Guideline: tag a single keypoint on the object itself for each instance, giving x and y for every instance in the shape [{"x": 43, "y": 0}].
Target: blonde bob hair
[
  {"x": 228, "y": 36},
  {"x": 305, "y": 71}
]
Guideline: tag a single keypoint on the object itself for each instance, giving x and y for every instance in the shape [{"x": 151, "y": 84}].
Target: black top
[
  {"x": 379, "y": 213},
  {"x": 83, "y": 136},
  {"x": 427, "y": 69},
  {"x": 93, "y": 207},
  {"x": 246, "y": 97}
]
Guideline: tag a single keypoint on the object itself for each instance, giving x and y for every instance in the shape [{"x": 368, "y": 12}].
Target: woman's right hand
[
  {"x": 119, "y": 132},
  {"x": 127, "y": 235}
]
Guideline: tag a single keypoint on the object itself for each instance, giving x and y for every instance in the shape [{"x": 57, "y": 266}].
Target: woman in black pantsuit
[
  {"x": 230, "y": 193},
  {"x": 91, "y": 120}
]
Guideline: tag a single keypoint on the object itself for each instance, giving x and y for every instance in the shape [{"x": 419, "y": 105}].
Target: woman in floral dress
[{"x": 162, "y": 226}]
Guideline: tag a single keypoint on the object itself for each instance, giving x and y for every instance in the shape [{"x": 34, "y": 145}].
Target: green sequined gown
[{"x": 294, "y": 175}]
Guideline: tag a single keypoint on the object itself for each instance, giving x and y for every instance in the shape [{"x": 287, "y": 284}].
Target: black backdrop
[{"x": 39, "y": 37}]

------------------------------------------------

> [Work request]: Lines from the one containing "Target: woman in floral dress" to the last line above, both included: copy these exactly and write nothing else.

> [Answer box]:
Target: woman in floral dress
[{"x": 162, "y": 226}]
Guideline: tag a single keypoint on the object itself for each instance, giving x and y for every instance in the shape [{"x": 34, "y": 145}].
Target: green sequined gown
[{"x": 294, "y": 175}]
Guideline: tag a single keypoint on the object itself for each instance, giving x and y for every instance in the shape [{"x": 287, "y": 284}].
Target: black backdrop
[{"x": 39, "y": 37}]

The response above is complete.